**Given exercise**:
Reproduce the material word for word, from its first line through the line containing "point(254, 197)", both lines included.

**Exercise inputs**:
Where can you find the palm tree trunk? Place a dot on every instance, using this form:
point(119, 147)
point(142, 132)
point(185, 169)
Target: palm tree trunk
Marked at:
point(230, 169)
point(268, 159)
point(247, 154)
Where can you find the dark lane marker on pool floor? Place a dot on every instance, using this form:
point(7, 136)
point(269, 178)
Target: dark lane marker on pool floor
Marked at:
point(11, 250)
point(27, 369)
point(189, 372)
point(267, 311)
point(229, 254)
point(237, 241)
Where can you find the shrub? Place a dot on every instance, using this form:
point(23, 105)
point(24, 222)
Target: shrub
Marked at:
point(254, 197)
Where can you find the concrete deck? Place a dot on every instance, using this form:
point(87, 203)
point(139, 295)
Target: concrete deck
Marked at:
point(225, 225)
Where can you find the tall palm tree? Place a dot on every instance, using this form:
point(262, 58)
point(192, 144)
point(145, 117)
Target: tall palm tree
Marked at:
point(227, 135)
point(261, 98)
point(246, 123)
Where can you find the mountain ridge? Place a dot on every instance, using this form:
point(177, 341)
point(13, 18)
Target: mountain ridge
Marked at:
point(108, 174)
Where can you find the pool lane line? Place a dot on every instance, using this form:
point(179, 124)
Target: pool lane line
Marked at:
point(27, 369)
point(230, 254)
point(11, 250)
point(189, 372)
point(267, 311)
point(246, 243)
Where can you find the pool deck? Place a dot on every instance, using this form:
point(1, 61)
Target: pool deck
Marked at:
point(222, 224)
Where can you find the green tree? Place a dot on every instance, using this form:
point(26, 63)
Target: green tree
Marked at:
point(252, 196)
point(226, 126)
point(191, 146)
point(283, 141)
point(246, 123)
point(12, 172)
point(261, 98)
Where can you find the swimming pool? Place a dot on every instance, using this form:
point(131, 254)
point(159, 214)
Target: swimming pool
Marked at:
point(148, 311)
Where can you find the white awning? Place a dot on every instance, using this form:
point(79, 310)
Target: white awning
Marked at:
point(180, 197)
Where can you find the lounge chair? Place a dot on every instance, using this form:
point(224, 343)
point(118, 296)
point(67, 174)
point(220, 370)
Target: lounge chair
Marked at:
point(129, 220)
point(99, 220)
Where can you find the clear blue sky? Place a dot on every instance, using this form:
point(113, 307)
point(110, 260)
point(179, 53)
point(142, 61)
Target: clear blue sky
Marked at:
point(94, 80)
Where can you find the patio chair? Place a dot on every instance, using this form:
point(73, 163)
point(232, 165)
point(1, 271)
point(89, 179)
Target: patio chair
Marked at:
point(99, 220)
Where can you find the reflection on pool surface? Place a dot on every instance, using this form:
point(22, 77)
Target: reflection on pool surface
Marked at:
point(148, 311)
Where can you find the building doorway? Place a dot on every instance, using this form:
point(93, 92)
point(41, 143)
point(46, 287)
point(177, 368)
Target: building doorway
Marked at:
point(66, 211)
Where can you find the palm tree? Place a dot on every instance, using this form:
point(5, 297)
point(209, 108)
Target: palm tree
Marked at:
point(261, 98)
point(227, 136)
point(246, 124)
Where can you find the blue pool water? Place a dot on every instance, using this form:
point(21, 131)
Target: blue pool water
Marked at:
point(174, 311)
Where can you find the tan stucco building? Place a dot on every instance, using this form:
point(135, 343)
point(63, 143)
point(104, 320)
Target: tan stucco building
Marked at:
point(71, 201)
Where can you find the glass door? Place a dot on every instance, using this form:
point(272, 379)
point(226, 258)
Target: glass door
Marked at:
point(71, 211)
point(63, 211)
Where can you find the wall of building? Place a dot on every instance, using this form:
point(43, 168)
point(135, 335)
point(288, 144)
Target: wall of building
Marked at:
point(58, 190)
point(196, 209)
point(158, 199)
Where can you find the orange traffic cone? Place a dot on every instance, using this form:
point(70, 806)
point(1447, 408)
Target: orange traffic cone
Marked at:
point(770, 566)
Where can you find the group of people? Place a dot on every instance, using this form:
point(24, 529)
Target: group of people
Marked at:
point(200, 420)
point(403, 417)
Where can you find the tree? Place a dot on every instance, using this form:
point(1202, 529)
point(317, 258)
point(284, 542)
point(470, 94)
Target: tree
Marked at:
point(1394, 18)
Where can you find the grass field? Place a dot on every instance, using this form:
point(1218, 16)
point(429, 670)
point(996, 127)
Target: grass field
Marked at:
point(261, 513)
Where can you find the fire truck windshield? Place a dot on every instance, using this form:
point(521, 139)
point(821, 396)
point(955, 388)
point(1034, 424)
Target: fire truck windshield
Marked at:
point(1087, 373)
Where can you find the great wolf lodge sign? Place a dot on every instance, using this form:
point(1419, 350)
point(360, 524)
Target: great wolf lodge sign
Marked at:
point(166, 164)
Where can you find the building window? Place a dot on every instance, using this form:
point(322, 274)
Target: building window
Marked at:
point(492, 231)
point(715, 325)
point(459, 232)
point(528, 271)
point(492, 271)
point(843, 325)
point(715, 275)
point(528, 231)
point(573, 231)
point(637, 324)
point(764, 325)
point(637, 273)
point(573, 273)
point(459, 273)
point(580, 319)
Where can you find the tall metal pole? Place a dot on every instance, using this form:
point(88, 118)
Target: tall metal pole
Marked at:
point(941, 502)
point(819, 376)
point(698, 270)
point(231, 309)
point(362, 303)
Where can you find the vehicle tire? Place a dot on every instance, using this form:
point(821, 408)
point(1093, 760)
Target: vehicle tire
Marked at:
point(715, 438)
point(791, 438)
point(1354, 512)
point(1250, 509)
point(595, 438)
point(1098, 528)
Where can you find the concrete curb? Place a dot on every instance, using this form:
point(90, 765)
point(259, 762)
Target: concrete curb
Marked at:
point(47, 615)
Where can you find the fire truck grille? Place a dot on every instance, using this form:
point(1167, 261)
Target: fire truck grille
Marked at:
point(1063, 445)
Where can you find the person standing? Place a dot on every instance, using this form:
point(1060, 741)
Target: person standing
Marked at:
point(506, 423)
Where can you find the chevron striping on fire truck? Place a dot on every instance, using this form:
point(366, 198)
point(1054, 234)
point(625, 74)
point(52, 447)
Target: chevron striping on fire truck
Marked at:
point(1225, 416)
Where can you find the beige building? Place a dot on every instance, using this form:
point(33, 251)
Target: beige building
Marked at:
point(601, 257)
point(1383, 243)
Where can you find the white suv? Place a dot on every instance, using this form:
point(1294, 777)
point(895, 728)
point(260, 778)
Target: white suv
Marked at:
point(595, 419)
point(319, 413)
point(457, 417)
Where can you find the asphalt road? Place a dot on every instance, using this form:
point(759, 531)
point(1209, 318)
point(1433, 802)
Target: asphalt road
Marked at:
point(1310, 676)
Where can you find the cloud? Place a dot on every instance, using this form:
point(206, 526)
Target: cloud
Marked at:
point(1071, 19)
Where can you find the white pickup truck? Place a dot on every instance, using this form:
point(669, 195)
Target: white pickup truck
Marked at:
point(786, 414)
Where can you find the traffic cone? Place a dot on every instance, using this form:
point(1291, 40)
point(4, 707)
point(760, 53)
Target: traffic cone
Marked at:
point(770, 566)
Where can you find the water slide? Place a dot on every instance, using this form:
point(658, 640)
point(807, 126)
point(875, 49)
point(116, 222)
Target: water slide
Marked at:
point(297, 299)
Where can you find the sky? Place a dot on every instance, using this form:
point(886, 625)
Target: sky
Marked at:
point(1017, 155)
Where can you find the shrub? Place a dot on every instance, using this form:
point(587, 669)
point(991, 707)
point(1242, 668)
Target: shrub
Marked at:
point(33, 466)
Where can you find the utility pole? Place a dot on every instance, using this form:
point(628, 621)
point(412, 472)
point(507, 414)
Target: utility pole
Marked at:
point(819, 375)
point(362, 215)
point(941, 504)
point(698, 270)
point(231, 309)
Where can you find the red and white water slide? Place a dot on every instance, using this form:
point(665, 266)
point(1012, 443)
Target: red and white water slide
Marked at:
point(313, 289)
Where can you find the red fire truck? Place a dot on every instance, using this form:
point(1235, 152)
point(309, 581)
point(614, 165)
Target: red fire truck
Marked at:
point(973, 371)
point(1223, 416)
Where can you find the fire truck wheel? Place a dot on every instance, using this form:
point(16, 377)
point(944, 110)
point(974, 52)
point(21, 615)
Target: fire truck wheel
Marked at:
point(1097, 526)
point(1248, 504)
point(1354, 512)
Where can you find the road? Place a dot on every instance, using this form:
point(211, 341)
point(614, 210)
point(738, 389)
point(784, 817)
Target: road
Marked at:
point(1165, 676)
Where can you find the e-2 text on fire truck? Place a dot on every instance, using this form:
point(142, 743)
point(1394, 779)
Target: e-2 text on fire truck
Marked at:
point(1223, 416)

**Exercise solution**:
Where can you find the palm tree trunk? Place a dot on every instance, using this form:
point(119, 147)
point(142, 132)
point(185, 169)
Target: palm tree trunk
Marked at:
point(230, 169)
point(268, 159)
point(247, 154)
Where can you find the dark lane marker on pool floor? Place a dot on every instance, using this form:
point(7, 136)
point(269, 178)
Target: dark lane marker on pool floor
Marked at:
point(11, 250)
point(27, 369)
point(189, 372)
point(267, 311)
point(229, 254)
point(237, 241)
Where can you find the shrub? Place a dot on every instance, using this form:
point(23, 105)
point(24, 222)
Target: shrub
Marked at:
point(254, 197)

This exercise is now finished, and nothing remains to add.